### THE DATA
§
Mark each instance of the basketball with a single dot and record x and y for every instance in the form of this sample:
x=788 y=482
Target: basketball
§
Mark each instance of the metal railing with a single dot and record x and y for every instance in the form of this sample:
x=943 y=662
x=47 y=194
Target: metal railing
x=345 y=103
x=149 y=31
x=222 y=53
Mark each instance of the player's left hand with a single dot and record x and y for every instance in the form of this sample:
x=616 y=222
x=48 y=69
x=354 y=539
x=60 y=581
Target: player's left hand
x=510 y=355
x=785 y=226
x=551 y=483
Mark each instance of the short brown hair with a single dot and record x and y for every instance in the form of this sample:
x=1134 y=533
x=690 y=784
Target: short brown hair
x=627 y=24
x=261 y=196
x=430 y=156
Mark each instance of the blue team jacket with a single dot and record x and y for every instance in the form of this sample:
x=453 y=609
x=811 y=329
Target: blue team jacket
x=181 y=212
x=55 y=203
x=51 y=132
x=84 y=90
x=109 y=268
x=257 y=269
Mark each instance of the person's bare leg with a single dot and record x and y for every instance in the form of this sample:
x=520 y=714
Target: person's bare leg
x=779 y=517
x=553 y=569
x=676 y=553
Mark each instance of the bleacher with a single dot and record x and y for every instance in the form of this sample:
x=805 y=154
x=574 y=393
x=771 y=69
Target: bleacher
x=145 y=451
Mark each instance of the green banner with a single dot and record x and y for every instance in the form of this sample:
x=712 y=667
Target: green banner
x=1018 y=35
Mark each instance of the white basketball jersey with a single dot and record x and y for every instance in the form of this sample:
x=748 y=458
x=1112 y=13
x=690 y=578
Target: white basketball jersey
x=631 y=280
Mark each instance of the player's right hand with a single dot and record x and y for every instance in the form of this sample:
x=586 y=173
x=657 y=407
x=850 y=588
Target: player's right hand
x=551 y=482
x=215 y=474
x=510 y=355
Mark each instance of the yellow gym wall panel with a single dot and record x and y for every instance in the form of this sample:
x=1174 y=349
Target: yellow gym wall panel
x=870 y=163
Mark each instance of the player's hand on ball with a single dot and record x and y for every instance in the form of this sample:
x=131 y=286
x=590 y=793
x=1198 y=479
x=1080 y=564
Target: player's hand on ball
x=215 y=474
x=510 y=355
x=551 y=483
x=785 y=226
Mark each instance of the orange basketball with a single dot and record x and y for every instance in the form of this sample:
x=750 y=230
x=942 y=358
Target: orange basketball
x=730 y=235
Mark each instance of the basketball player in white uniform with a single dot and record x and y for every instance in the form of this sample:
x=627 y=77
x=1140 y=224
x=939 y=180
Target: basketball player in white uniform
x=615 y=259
§
### PROBLEM DETAILS
From the listing above, repeat exactly the lines starting at the line that includes "Mark each instance of the player's hand" and ending at the line that includes "x=942 y=358", with nothing outside that span.

### TASK RESULT
Mark each instance of the player's hand on ball with a single dot and record x and y for every instance in the form of this sample:
x=131 y=286
x=590 y=793
x=1198 y=479
x=1080 y=564
Target: player's hand on ball
x=215 y=474
x=510 y=355
x=551 y=483
x=785 y=226
Mark each instance of the orange basketball with a single dot and record x and y for every instance in the form of this sample:
x=750 y=230
x=942 y=358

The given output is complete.